● WORK REQUEST
Set down a faithful copy of every record below, with no images.

● THE RECORDS
◇ ◇ ◇ ◇ ◇
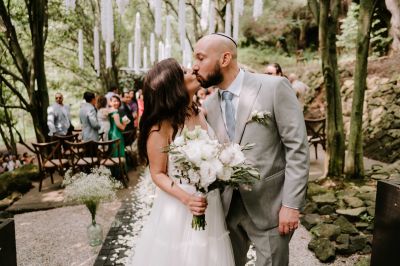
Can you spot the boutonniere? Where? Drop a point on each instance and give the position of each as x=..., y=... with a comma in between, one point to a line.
x=261, y=117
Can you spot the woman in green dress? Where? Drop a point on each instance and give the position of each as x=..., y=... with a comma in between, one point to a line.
x=117, y=125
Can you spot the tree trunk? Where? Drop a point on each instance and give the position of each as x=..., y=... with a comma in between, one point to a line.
x=394, y=7
x=354, y=158
x=328, y=19
x=39, y=96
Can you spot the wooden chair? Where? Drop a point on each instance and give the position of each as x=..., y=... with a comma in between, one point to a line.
x=49, y=159
x=316, y=133
x=105, y=151
x=65, y=150
x=83, y=155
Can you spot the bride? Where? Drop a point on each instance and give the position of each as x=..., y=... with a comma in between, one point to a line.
x=168, y=238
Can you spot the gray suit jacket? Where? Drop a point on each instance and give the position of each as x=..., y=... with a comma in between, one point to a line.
x=281, y=151
x=90, y=125
x=58, y=119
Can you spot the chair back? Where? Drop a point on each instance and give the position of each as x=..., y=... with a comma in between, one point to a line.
x=47, y=154
x=81, y=153
x=316, y=129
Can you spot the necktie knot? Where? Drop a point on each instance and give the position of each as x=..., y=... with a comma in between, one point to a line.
x=227, y=95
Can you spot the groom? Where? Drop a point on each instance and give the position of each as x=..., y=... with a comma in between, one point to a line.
x=268, y=214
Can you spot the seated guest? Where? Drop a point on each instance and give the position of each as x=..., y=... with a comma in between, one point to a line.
x=88, y=118
x=274, y=69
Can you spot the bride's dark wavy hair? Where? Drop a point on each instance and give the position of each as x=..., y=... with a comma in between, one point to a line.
x=165, y=100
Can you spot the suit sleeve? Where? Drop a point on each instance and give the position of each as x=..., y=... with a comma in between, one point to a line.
x=50, y=120
x=92, y=117
x=292, y=130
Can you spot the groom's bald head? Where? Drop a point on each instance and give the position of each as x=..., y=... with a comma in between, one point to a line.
x=217, y=44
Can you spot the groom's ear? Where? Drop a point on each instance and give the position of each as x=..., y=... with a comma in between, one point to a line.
x=226, y=59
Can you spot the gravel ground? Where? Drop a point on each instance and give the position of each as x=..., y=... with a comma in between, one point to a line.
x=58, y=236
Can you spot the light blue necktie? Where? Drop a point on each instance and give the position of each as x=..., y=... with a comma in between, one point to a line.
x=229, y=113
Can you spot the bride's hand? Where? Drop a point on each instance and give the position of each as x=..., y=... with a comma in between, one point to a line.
x=197, y=205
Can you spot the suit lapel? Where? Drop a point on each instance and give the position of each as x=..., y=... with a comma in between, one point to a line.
x=248, y=95
x=216, y=120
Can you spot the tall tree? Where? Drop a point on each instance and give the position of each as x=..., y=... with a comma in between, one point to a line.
x=27, y=66
x=354, y=158
x=326, y=13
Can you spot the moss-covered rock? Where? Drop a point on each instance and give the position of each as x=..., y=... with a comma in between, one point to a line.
x=18, y=180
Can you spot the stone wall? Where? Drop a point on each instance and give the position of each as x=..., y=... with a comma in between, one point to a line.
x=381, y=115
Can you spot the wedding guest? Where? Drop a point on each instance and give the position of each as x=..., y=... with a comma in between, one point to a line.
x=111, y=92
x=274, y=69
x=140, y=104
x=59, y=117
x=88, y=118
x=117, y=126
x=125, y=111
x=102, y=116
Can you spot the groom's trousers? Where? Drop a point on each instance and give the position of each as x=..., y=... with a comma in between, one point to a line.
x=272, y=249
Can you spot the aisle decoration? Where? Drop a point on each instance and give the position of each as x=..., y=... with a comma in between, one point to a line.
x=91, y=189
x=208, y=165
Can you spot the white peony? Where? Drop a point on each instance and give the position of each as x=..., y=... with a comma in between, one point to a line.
x=194, y=176
x=208, y=172
x=232, y=155
x=179, y=141
x=226, y=173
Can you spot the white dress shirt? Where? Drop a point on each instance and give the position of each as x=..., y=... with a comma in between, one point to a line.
x=235, y=88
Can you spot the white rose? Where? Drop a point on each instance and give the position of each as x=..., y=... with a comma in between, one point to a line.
x=225, y=174
x=179, y=141
x=208, y=172
x=232, y=155
x=193, y=176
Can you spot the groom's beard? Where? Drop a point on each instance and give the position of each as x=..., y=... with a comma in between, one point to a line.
x=212, y=79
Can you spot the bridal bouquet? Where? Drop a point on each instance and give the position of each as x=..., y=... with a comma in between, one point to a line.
x=207, y=165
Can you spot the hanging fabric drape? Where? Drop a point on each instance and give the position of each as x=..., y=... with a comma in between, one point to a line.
x=122, y=4
x=80, y=48
x=235, y=34
x=96, y=49
x=69, y=4
x=137, y=54
x=145, y=58
x=130, y=55
x=182, y=23
x=211, y=20
x=228, y=19
x=157, y=17
x=152, y=49
x=258, y=8
x=107, y=28
x=167, y=47
x=205, y=9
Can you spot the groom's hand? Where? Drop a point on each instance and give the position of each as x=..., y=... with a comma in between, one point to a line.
x=288, y=220
x=197, y=205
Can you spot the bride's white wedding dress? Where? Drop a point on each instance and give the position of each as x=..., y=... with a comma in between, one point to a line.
x=169, y=240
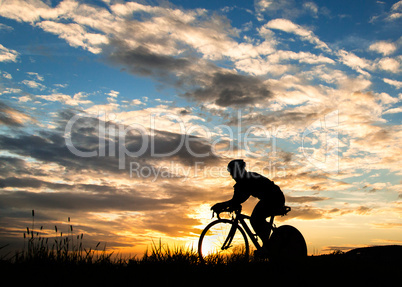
◇ ◇ ◇ ◇ ◇
● RESPONSE BELOW
Can you spot the boutonniere? Where? Drop a point on each instance and give the position of each as x=..., y=... with a comma in between, one point to a line.
x=261, y=117
Can you spot the woman in green dress? Where? Drop a point on each instance and give the position of each as x=..., y=... with a comma in between, one point to a line.
x=117, y=125
Can you spot the tree trunk? Where? Drop a point on each instance and give the position of each as x=..., y=... with a comma in between, one point to a line.
x=394, y=7
x=354, y=158
x=328, y=19
x=39, y=96
Can you spot the wooden chair? Where? Drop a point on each instance and give the position of each as x=..., y=... with a comma in between, one point to a line.
x=49, y=159
x=316, y=133
x=105, y=151
x=65, y=150
x=83, y=155
Can you spot the bride? Where? Drop a point on each instance and give the position of each as x=..., y=... with a comma in between, one point to a line.
x=168, y=238
Can you spot the gray suit jacket? Where? Drop a point on each instance and give the position of each as x=..., y=... with a comma in between, one point to a line.
x=281, y=151
x=90, y=125
x=58, y=119
Can you spot the chair back? Where? Drop a point on each instance and give the position of each as x=..., y=... with a comma in between, one point to a line.
x=47, y=154
x=81, y=153
x=316, y=129
Can you spot the necktie knot? Where? Drop a point on each instance and give the position of each as x=..., y=... with a comma in between, one point to a line.
x=227, y=95
Can you spot the groom? Where? Drop a point on each instance and give the position of each as x=..., y=... with a comma in between, one point to a line.
x=268, y=214
Can you spot the seated guest? Where? Drop a point on each instance and give the position of each as x=..., y=... with a comma in between, one point to a line.
x=88, y=118
x=274, y=69
Can you spot the bride's dark wavy hair? Where? Drop a point on each instance and give the position of each as x=..., y=... with a comma in between, one point to a line.
x=165, y=100
Can you spot the suit sleeve? Where? Drop a point on each instance and give the position of each as x=..., y=... with a comma in between, one point to a line.
x=50, y=120
x=92, y=117
x=292, y=130
Can you spot the groom's bald head? Where? Drop a point on each instance and give the position of each as x=..., y=... with a comma in between, one point to a line.
x=217, y=44
Can you spot the groom's ear? Where? Drop a point on each instance and give the position of each as x=..., y=... with a comma in between, one point to a line.
x=226, y=59
Can you spot the gravel ground? Where? Drop a point on each instance and give the position of each as x=..., y=... with a comma in between, one point to a line.
x=58, y=236
Can you spot the light blue necktie? Where? Drop a point on each instance and give the position of each as x=..., y=... with a comma in between, one point to a line.
x=229, y=113
Can you spot the bride's hand? Where? Drop a point on each instance and give the position of each as x=..., y=... with a comma in between, one point to a line.
x=197, y=205
Can you spot the suit lapel? Where? Drop a point on each instance and give the position of each as x=..., y=... with a comma in between, one point to a line.
x=248, y=95
x=216, y=120
Can you spot the tall tree? Where? Drop a point on each instance and give the position of each as x=..., y=... with a comma in between, one point to a line.
x=27, y=66
x=354, y=158
x=326, y=13
Can you spot the moss-covered rock? Where? Drop a point on each instance and give the position of each as x=..., y=... with a comma in between, one point to a line.
x=18, y=180
Can you spot the stone wall? Where? Drop a point on each instance and give the position of each as x=..., y=... with a comma in between, one point to a line.
x=381, y=115
Can you spot the wedding guest? Where? Drop a point on each instance and give the position of each as x=..., y=... with a comma in between, one point to a line.
x=111, y=92
x=274, y=69
x=140, y=104
x=59, y=117
x=88, y=118
x=117, y=126
x=125, y=111
x=102, y=116
Can you spot the groom's trousers? Where? Drop a point on each instance and give the position of each as x=..., y=... with a comma in between, one point to a line.
x=272, y=249
Can you spot the aisle decoration? Where? Drop a point on each instance and give the position of each as x=..., y=... with a comma in between, one point to a line.
x=91, y=189
x=208, y=165
Can you spot the white peony? Where? Drop a point on each instance and give the position of each as x=..., y=... with a comma in between, one point to a line.
x=194, y=176
x=208, y=172
x=232, y=155
x=179, y=141
x=226, y=173
Can you spot the white dress shirt? Where? Drop a point on each instance and give the position of each as x=..., y=... with a comma in between, one point to a line.
x=235, y=88
Can you spot the white rose? Where? Drop a point on each instance and give the position of each as x=..., y=... with a comma in between, one point to a line.
x=225, y=174
x=179, y=141
x=208, y=172
x=232, y=155
x=193, y=176
Can you spot the groom's beard? Where? Drop a point on each instance and give the position of each as x=..., y=... with a comma in between, one point to a line.
x=212, y=79
Can you spot the bridal bouquet? Where? Drop a point on each instance and give the position of each as x=..., y=... with a comma in between, one point to a line.
x=207, y=165
Can you spot the hanging fabric drape? Where? Drop a point on each instance and give the position of each as x=..., y=... with a comma in between, one point to a line.
x=122, y=4
x=80, y=48
x=235, y=34
x=96, y=49
x=69, y=4
x=137, y=54
x=145, y=58
x=130, y=55
x=182, y=23
x=211, y=20
x=228, y=19
x=157, y=17
x=152, y=49
x=258, y=8
x=107, y=28
x=167, y=47
x=205, y=9
Can you spot the groom's hand? Where? Drop a point on each instance and give the position of each as x=..., y=... with a comma in between, one point to a line.
x=288, y=220
x=197, y=205
Can you spot the bride's white wedding dress? Where? Drop a point on each instance and give the position of each as x=..., y=... with a comma in between, one point to a line.
x=169, y=240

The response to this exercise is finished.